_QUOTED TEXT_.
I can’t really remember where everything began, but I remember a teacher telling me I had a “voice for radio”. Then at a later point in life I remember hearing that one of my sister’s ex-boyfriends had said that I’m the type of guy who, when I speak, “people listen”. His words, not mine.
I’ve never liked how I sounded when recorded, but I guess it’s a rarity to meet anyone who actually enjoys the sound of their own voice.
I’ve always believed that words hold incredible power. I was raised in a family that placed a high value on reading and learning, and I was fortunate enough to have parents who cared enough to be engaged with me and my siblings.
I’ve always had opinions on things. I’ve always had a comment to make about just about any topic you can think of. In fact, if someone presents an issue to me, my first impulse is to banter and search for the truth, or the most efficient way to address the topic at hand. I remember getting report cards back from teachers saying that I was a nice kid, but that I should “socialize less”.

_SHORT EXERCISE A_. Count the lines in the entries below that contain the string "drawer". Reply with the number only.

_INPUT ROWS_.
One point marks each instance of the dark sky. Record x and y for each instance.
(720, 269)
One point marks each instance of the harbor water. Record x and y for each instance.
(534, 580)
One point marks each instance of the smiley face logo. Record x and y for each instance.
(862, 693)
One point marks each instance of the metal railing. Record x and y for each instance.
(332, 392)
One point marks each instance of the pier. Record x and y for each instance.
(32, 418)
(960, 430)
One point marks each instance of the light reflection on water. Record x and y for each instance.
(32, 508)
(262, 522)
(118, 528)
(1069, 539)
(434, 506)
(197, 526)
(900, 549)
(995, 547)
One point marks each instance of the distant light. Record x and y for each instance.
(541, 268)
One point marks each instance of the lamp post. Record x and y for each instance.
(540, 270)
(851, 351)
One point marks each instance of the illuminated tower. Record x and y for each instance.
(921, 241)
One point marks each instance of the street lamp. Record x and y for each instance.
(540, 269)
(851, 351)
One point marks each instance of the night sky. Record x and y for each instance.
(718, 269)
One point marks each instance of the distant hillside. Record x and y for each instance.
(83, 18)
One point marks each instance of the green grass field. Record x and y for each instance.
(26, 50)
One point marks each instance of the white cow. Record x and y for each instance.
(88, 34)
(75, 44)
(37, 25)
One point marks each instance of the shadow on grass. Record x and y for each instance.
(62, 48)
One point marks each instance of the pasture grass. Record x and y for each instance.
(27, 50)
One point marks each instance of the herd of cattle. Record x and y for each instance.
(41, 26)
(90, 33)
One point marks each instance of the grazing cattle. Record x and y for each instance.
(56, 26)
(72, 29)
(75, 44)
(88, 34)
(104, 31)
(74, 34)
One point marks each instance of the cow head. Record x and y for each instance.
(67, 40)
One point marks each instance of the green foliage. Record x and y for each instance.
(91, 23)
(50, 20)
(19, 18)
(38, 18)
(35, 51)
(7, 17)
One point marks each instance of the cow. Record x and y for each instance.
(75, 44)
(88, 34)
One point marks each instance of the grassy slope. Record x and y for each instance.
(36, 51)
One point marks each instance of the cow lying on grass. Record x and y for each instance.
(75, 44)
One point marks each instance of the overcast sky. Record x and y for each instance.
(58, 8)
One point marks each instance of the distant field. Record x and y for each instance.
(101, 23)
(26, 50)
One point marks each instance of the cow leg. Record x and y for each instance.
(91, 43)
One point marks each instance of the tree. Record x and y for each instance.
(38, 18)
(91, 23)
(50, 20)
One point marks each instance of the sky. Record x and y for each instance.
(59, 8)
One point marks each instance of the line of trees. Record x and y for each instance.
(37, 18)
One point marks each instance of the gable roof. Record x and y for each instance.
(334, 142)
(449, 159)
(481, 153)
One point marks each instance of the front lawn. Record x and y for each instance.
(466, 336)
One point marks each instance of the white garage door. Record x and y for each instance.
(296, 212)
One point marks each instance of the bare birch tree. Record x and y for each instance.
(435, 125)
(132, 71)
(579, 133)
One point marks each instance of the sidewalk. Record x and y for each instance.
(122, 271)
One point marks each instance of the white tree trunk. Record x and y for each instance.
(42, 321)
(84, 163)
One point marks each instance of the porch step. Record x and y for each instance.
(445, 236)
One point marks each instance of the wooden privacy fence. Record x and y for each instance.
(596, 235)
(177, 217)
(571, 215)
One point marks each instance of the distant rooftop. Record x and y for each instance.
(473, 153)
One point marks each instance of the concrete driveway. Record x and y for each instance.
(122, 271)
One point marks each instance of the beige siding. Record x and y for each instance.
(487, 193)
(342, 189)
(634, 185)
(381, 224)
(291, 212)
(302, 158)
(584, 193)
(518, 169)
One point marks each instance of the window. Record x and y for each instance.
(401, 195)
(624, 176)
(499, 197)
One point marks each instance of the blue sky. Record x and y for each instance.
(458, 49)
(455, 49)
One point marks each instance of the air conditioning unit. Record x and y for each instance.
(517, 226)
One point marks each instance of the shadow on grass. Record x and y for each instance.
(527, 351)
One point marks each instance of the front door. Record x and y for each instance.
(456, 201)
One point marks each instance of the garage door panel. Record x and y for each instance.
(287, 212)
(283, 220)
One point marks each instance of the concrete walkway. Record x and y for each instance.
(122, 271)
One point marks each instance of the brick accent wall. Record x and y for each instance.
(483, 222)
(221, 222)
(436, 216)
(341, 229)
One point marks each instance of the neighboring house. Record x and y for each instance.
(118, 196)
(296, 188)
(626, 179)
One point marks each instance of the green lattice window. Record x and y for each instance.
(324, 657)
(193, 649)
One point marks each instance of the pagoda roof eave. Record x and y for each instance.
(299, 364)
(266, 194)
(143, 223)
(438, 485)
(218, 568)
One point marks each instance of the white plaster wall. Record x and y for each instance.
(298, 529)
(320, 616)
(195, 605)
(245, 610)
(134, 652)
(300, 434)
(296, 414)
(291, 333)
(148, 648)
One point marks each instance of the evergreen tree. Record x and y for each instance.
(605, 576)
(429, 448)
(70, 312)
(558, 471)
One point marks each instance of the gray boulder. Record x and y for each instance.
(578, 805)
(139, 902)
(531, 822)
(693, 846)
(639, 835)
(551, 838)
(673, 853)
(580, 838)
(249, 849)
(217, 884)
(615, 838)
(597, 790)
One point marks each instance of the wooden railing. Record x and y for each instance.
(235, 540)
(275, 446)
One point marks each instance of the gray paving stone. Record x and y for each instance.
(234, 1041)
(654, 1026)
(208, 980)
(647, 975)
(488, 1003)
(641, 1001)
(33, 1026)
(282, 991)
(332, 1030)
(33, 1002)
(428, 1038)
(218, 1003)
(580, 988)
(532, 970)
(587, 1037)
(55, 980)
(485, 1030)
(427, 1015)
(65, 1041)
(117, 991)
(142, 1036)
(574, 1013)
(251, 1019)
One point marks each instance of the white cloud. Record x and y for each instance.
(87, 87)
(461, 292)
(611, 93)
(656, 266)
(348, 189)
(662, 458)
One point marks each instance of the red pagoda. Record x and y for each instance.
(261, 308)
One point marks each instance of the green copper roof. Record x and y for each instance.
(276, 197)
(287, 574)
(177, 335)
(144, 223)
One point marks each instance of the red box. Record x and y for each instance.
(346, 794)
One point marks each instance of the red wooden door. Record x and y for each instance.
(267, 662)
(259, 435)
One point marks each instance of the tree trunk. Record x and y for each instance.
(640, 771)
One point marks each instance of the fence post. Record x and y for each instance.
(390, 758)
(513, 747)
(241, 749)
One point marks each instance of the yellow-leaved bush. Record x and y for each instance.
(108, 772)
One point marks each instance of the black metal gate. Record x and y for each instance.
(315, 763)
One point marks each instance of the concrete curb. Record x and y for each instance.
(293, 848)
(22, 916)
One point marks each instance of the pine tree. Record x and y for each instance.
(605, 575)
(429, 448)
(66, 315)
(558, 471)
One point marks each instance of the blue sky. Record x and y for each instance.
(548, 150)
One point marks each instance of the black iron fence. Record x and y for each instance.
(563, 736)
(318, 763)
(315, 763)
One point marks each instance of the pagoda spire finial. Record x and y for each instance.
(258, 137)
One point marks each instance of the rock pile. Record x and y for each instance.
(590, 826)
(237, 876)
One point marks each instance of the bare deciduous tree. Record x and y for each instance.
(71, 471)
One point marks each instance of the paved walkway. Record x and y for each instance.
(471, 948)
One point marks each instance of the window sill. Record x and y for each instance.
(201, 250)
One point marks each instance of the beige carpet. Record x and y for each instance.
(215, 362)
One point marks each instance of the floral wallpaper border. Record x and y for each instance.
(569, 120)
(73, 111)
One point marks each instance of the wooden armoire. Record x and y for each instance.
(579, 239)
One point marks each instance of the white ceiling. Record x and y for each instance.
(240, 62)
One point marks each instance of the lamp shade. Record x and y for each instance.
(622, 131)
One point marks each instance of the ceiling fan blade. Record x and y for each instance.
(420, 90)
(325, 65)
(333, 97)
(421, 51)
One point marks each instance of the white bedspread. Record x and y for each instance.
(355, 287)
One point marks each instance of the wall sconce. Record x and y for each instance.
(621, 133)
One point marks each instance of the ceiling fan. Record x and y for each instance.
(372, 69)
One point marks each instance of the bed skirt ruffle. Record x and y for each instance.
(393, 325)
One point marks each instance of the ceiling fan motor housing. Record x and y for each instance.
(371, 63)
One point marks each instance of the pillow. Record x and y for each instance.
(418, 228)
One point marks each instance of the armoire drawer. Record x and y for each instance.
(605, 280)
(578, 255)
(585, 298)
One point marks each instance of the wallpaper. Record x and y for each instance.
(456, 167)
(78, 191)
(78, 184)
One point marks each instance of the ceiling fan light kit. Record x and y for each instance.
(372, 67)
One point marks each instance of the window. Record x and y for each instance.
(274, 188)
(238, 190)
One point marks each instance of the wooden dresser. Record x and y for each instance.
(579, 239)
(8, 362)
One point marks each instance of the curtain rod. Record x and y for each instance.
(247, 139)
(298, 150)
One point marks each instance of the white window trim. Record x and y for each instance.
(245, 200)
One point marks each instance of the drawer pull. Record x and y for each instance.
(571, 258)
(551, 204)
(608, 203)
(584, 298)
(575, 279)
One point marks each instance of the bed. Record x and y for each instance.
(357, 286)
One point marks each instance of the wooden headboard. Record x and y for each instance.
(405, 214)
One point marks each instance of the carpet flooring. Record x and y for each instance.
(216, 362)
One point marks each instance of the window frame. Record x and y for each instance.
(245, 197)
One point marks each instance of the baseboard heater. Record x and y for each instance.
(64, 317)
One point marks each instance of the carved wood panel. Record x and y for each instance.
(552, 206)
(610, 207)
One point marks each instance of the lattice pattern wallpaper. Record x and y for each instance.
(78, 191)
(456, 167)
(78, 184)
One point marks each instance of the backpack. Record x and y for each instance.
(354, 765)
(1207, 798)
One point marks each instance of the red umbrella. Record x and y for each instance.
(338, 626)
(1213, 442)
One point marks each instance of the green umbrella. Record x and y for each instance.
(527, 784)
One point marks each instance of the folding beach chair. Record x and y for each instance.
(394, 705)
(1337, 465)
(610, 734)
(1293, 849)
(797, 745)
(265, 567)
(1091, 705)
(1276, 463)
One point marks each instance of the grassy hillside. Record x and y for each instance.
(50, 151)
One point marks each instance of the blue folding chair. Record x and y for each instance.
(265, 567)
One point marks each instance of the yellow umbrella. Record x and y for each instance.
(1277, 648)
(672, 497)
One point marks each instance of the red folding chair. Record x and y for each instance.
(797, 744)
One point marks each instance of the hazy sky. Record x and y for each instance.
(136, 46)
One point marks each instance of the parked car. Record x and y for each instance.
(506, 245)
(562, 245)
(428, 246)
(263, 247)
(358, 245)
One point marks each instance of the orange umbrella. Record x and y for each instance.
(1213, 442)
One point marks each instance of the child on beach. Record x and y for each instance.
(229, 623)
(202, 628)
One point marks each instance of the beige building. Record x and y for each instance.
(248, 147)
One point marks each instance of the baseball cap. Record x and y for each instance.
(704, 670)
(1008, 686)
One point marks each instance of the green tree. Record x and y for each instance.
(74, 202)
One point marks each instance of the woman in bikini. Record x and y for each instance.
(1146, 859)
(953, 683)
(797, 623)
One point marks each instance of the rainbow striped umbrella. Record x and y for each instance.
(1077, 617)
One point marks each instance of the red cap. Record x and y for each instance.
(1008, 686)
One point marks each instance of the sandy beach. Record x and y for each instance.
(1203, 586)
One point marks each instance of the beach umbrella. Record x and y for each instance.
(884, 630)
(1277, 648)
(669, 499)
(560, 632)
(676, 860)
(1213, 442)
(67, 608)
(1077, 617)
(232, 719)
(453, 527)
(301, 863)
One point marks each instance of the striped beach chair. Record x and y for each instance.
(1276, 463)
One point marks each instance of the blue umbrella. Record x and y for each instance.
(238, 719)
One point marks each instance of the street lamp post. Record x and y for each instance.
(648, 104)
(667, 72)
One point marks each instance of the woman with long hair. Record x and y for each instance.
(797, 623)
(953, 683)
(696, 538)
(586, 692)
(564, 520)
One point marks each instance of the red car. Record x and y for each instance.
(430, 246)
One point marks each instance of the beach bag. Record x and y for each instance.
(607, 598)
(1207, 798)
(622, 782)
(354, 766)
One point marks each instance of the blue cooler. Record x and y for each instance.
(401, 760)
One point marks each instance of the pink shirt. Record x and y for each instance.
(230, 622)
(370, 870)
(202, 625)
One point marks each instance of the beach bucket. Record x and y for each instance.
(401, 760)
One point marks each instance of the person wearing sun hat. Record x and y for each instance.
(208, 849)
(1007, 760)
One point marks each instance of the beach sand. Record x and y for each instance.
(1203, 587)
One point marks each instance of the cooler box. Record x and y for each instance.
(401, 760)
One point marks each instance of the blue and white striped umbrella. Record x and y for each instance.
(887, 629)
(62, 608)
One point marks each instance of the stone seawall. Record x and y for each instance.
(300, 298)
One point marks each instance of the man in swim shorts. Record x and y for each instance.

_SHORT EXERCISE B_. List every phrase that the passage above about voice and words places in quotation marks.

_SOLUTION A_. 2

_SOLUTION B_.
- voice for radio
- people listen
- socialize less